▸ BRIEF
Quote the records below word for word, reproducing every line in its original order.

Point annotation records
------------------------------------------------------------

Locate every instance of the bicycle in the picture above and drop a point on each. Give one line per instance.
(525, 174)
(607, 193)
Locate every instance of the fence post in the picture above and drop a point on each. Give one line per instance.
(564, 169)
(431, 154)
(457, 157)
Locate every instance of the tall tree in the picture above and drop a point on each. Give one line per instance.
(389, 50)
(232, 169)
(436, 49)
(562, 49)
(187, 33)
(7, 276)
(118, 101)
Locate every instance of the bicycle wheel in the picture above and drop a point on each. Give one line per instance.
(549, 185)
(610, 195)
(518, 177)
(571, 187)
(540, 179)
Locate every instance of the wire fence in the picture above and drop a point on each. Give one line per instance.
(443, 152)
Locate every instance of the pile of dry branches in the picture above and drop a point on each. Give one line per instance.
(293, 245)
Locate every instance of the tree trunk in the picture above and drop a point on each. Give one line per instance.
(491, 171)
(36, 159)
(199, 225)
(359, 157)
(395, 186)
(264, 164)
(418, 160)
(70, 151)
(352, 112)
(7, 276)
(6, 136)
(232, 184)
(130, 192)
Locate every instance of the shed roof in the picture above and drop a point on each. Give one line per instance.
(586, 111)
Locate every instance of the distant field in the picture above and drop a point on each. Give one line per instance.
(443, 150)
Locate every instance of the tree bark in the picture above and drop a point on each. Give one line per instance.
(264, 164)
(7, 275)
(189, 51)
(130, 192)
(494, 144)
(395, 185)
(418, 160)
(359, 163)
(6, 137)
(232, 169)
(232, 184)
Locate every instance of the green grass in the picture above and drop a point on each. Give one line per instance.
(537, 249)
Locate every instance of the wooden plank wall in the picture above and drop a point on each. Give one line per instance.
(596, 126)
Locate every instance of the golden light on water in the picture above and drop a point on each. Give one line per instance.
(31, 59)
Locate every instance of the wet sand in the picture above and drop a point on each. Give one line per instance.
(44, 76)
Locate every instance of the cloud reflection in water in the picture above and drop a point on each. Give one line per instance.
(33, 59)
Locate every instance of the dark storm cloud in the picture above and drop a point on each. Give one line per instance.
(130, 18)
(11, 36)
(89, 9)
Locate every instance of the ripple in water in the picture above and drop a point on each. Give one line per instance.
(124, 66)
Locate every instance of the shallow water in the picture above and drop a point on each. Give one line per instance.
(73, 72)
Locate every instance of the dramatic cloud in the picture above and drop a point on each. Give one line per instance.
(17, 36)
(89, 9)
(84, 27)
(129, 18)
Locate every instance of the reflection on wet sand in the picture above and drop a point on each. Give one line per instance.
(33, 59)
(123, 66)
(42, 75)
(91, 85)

------------------------------------------------------------

▸ CORRECT ANSWER
Locate every instance of the bicycle in the picture above and drop a point on each. Give one line per instance.
(525, 174)
(607, 193)
Locate every instance of the fence post in the picture above and drop a point on each. Give one line per instance.
(564, 169)
(431, 154)
(457, 157)
Locate every instance of the tall tree in the picture above and drop a point on each. Give one line per instance.
(389, 50)
(232, 169)
(436, 49)
(562, 49)
(187, 33)
(7, 276)
(118, 101)
Locate every instance of the bicycle wheel in the picture above and drop a point on each. Give one line per instance.
(549, 185)
(610, 195)
(518, 177)
(571, 187)
(540, 179)
Locate every instance of the wire fence in the picture above and drop a point on each. Give one line per instance.
(443, 152)
Locate every instance of the pile of dry branches in the picture above and drop a point on each. Give one line per instance.
(293, 245)
Locate every instance of the tree trunk in the picture above and drop a point on each. Give one line per instance.
(491, 171)
(36, 159)
(199, 225)
(359, 157)
(395, 186)
(264, 164)
(418, 160)
(70, 151)
(352, 112)
(7, 276)
(6, 136)
(232, 184)
(130, 192)
Locate every instance of the shed roof in the picture above and drop a point on each. Give one line per instance.
(586, 111)
Locate every instance of the distant field in the picture above and drop a point on each. Give one line per instance.
(443, 150)
Locate every instance of the tree bark in the picture above and drop a point on each. Give one line per instance.
(264, 164)
(7, 275)
(189, 51)
(130, 192)
(494, 144)
(395, 185)
(418, 160)
(359, 163)
(6, 137)
(232, 169)
(232, 184)
Locate every instance of the green grass in the picture above and drop a point on each. Give one line per instance.
(537, 249)
Locate every instance of the wooden plank wall in the picture above and drop a point on each. Give one line per instance.
(596, 126)
Locate every instance of the golden light on water in the picture above and drop a point on each. Give one line per instance.
(31, 59)
Locate every instance of the wet sand in the picture above and drop a point on each. Give one line per instance.
(44, 76)
Locate every instance of the cloud reflection in water in the picture above and drop a point on each. Give one line per instance.
(33, 59)
Locate every instance of the dark storm cloud in the picture above and drop a point on each. Give one line per instance.
(130, 18)
(11, 36)
(89, 9)
Locate every instance of the ripple in water in the picture above and drop a point on each. Give one line per instance.
(124, 66)
Locate every instance of the shallow water in the picture above and drop a point on each. Give one line per instance.
(73, 72)
Locate every instance of the dramatic cloud in the picture above and drop a point on each. Give one line per instance.
(17, 36)
(89, 9)
(84, 27)
(129, 18)
Locate every instance of the reflection on wet sand in the picture above and drop a point on each. Give one line per instance.
(33, 59)
(123, 66)
(42, 75)
(91, 85)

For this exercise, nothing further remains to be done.